REQUEST: Output the records. Match them exactly.

>> START DATA TO PROCESS

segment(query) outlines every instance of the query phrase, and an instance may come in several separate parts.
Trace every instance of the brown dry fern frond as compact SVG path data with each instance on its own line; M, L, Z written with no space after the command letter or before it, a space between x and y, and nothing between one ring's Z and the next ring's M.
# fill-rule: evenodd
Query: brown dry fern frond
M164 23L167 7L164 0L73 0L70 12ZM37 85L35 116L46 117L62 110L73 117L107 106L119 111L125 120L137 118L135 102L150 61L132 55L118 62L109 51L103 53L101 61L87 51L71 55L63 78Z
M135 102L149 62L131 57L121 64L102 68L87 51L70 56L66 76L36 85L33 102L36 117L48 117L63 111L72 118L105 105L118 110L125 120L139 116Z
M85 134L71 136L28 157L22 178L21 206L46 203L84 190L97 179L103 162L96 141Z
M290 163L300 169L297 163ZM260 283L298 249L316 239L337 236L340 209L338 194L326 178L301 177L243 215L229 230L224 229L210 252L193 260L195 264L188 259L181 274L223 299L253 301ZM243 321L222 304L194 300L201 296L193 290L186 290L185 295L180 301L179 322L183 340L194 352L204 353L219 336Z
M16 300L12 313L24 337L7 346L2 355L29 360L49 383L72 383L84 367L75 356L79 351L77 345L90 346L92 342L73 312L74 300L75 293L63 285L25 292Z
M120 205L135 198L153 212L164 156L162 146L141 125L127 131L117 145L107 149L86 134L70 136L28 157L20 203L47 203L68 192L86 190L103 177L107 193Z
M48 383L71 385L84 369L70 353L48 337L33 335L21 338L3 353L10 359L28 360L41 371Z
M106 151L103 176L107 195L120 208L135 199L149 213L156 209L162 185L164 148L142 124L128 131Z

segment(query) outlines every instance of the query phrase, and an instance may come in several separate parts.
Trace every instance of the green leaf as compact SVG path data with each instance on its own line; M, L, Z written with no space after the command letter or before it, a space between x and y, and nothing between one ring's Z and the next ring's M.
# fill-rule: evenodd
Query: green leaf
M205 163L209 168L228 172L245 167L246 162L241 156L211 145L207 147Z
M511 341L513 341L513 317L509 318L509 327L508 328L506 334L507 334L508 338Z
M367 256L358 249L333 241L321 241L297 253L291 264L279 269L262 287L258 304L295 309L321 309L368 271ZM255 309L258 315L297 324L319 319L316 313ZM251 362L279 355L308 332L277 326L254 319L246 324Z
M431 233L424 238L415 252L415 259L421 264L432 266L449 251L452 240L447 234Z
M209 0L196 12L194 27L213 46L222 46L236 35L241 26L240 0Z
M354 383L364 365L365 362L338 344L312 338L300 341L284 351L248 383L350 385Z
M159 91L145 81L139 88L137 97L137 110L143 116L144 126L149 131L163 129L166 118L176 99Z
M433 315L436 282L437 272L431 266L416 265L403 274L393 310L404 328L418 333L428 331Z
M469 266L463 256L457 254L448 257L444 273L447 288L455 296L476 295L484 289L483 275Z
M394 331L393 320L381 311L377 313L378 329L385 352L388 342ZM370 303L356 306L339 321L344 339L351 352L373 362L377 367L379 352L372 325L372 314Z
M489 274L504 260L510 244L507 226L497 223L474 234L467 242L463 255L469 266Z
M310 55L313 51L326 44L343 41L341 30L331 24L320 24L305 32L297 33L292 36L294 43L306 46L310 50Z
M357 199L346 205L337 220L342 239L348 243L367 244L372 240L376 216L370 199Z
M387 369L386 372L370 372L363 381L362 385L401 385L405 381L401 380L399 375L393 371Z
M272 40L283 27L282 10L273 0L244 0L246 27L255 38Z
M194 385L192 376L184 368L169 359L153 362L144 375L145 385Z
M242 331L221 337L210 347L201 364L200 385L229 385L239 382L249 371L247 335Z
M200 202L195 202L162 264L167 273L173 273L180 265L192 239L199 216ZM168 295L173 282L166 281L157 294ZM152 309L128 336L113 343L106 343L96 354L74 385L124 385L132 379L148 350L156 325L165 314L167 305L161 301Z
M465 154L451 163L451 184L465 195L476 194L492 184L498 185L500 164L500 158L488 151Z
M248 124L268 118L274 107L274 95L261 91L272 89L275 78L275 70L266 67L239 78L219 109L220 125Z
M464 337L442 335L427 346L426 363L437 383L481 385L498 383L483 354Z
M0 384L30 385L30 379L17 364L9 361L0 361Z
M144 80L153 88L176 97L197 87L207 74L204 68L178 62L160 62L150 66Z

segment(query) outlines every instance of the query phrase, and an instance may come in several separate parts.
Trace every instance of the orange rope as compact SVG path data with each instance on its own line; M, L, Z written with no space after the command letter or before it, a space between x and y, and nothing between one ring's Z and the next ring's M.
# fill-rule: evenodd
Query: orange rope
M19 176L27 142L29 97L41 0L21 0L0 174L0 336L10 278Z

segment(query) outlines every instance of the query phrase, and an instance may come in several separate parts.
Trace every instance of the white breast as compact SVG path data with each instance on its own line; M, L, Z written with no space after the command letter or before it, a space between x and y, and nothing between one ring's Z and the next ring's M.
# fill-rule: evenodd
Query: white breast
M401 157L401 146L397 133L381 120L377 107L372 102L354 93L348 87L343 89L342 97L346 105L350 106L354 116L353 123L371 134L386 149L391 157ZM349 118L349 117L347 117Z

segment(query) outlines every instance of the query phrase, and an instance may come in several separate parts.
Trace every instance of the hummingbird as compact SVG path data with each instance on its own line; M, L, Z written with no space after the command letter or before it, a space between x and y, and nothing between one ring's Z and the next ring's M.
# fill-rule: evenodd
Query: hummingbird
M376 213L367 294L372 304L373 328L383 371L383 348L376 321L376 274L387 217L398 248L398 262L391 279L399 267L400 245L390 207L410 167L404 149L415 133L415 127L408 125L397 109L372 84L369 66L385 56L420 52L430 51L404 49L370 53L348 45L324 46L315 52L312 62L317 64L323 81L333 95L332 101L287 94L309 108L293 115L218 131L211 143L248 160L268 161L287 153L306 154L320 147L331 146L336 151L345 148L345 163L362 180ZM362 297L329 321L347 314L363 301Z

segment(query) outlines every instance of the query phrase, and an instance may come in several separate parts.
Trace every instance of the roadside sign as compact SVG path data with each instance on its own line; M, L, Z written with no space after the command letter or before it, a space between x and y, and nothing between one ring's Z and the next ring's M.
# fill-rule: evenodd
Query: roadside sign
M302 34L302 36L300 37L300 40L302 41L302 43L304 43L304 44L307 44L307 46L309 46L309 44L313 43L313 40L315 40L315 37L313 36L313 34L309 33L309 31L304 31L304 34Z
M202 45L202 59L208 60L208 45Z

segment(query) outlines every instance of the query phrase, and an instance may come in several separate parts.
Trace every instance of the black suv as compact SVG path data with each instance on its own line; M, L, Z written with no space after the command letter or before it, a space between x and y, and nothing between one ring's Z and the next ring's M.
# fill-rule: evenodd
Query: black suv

>> END DATA TO PROCESS

TASK RESPONSE:
segment(query) outlines every instance of the query phrase, and an instance may come in several separate parts.
Trace every instance of the brown dry fern frond as compact SVG path data with each instance on its own line; M, L, Z written with no space after the command letter or before it, a space between x and y, and nothing between one ring's Z and the next ring's M.
# fill-rule: evenodd
Query: brown dry fern frond
M164 23L167 7L164 0L73 0L70 12ZM37 85L35 116L46 117L62 110L73 117L107 106L119 111L125 120L137 118L135 102L150 61L132 55L118 62L109 51L103 53L101 61L87 51L71 55L63 78Z
M135 102L149 62L131 57L121 64L102 68L87 51L70 56L66 76L36 85L33 102L36 117L48 117L63 111L72 118L105 105L118 110L125 120L139 116Z
M85 134L71 136L28 157L22 178L21 206L46 203L84 190L97 179L103 162L96 141Z
M290 163L300 169L297 163ZM260 283L298 249L316 239L337 236L340 209L338 194L326 178L301 177L243 215L229 230L224 229L210 252L193 260L195 264L188 259L181 274L223 299L253 301ZM243 321L222 304L194 300L201 296L193 290L186 290L185 295L180 301L179 322L183 340L194 352L204 353L219 336Z
M16 300L12 313L24 337L7 346L2 355L29 360L49 383L72 383L84 367L75 356L79 351L77 345L90 346L92 342L73 312L74 300L75 293L63 285L25 292Z
M120 205L135 198L153 212L164 156L162 146L141 125L127 131L117 145L107 149L86 134L70 136L28 157L20 203L47 203L68 192L86 190L103 177L107 193Z
M48 383L71 385L84 369L70 353L48 337L33 335L21 338L3 353L10 359L28 360L41 371Z
M106 151L103 176L107 195L120 208L135 199L149 213L156 209L162 185L164 148L142 124L128 131Z

segment(query) outlines every instance of the query phrase, and an instance may come in several separate parts.
Trace every instance of the green leaf as compact SVG path data with each instance on its own line; M, L, Z written with no space after the command letter or before it, a space between x and y, and nothing between one ring's Z and the next ring's M.
# fill-rule: evenodd
Query: green leaf
M205 163L209 168L228 172L245 167L246 162L241 156L211 145L207 147Z
M511 341L513 341L513 317L509 318L509 327L508 328L506 334L507 334L508 338Z
M367 256L358 249L333 241L321 241L297 253L291 264L279 269L262 287L258 304L295 309L321 309L368 271ZM255 309L258 315L297 324L319 319L316 313ZM251 362L279 355L308 332L277 326L254 319L246 324Z
M431 233L424 238L415 252L415 259L421 264L432 266L449 251L452 240L447 234Z
M209 0L196 12L194 27L213 46L222 46L236 35L241 26L240 0Z
M354 383L364 365L365 362L338 344L312 338L300 341L284 351L248 383L350 385Z
M159 91L145 81L139 88L137 97L137 110L143 116L144 126L149 131L163 129L166 118L176 99Z
M433 315L436 282L437 272L431 266L416 265L403 274L393 310L404 328L418 333L428 331Z
M469 266L463 256L457 254L448 257L444 273L447 288L455 296L476 295L484 289L483 275Z
M394 331L393 320L381 311L377 313L378 329L385 352L388 342ZM370 303L356 306L339 321L344 339L351 352L373 362L377 367L379 352L372 325L372 314Z
M489 274L504 260L510 244L507 226L497 223L474 234L467 242L463 255L469 266Z
M310 55L313 51L326 44L343 41L341 30L331 24L320 24L305 32L297 33L292 36L294 43L306 46L310 50Z
M357 199L346 205L337 220L342 239L348 243L367 244L372 240L376 216L370 199Z
M387 369L386 372L370 372L363 381L362 385L401 385L405 381L401 380L399 375L393 371Z
M272 40L283 27L282 10L273 0L244 0L246 27L255 38Z
M194 385L192 376L184 368L169 359L153 362L144 375L145 385Z
M242 331L221 337L210 347L201 364L200 385L229 385L239 382L249 371L247 335Z
M200 202L195 202L162 264L167 273L173 273L180 265L192 239L199 216ZM168 295L173 282L166 281L157 294ZM152 309L128 336L113 343L106 343L96 354L74 385L124 385L132 379L148 350L156 325L165 314L167 305L161 301Z
M465 154L451 163L451 184L465 195L476 194L492 184L498 185L500 164L500 158L488 151Z
M248 124L268 118L274 107L274 95L261 91L272 89L275 78L275 70L266 67L239 78L219 109L220 125Z
M464 337L442 335L427 346L426 363L437 383L481 385L498 383L483 354Z
M0 384L30 385L30 379L17 364L9 361L0 361Z
M144 80L153 88L176 97L197 87L207 74L204 68L178 62L160 62L150 66Z

segment(query) outlines every instance of the query phrase, and an instance may come in several separate parts.
Trace every instance of the orange rope as compact SVG path data with each instance on its own line; M, L, Z written with no space after the command letter or before it, a space between x and y, and nothing between one ring's Z and the next ring's M.
# fill-rule: evenodd
Query: orange rope
M19 176L27 142L29 97L41 0L21 0L0 174L0 336L10 278Z

segment(query) outlines every instance of the query phrase, and an instance may come in several separate parts.
Trace every instance of the white breast as compact SVG path data with each instance on its own line; M, L, Z written with no space after the command letter or before it, a space between x and y, and nothing between one ring's Z and the next ring's M.
# fill-rule: evenodd
Query: white breast
M401 157L401 146L397 133L381 120L377 107L372 102L354 93L348 87L343 89L342 97L346 105L350 106L354 116L353 123L371 134L386 149L391 157ZM349 118L349 117L347 117Z

segment(query) outlines every instance of the query phrase, and an instance may come in several separate parts.
Trace every instance of the hummingbird as compact SVG path data with each instance on its own line; M, L, Z written with no space after the command letter or before it, a space between x and y, and nothing between one ring's Z and the next ring's M.
# fill-rule: evenodd
Query: hummingbird
M376 213L367 294L372 304L373 328L383 371L383 348L376 321L376 274L387 217L398 248L398 262L391 279L399 267L400 245L390 207L410 167L404 149L415 133L415 127L408 125L397 109L372 84L369 66L385 56L420 52L430 51L404 49L370 53L348 45L324 46L315 52L312 62L317 64L323 81L333 95L332 101L287 94L309 108L293 115L218 131L211 143L248 160L268 161L287 153L306 154L320 147L331 146L336 151L345 148L345 163L362 180ZM362 297L329 321L347 314L363 301Z

segment(query) outlines every instance of the query phrase, and an instance may come in several separate parts.
Trace every instance of the roadside sign as compact SVG path data with each instance on its own line; M, L, Z written with no space after the command letter or before it, a space between x and y, and nothing between one ring's Z and the next ring's M.
# fill-rule: evenodd
Query: roadside sign
M302 34L302 36L300 37L300 40L302 41L302 43L304 43L304 44L307 44L307 46L309 46L309 44L313 43L313 40L315 40L315 37L313 36L313 34L309 33L309 31L304 31L304 34Z
M202 45L202 59L208 60L208 45Z

segment(query) outlines every instance of the query phrase, and an instance may come in several separate parts.
Trace every instance of the black suv as compact SVG path data with each instance on its own line; M, L, Z written with no space after the command letter or before it, a space between x and y, and nothing between one ring's Z and the next ring's M.
# fill-rule: evenodd
Query: black suv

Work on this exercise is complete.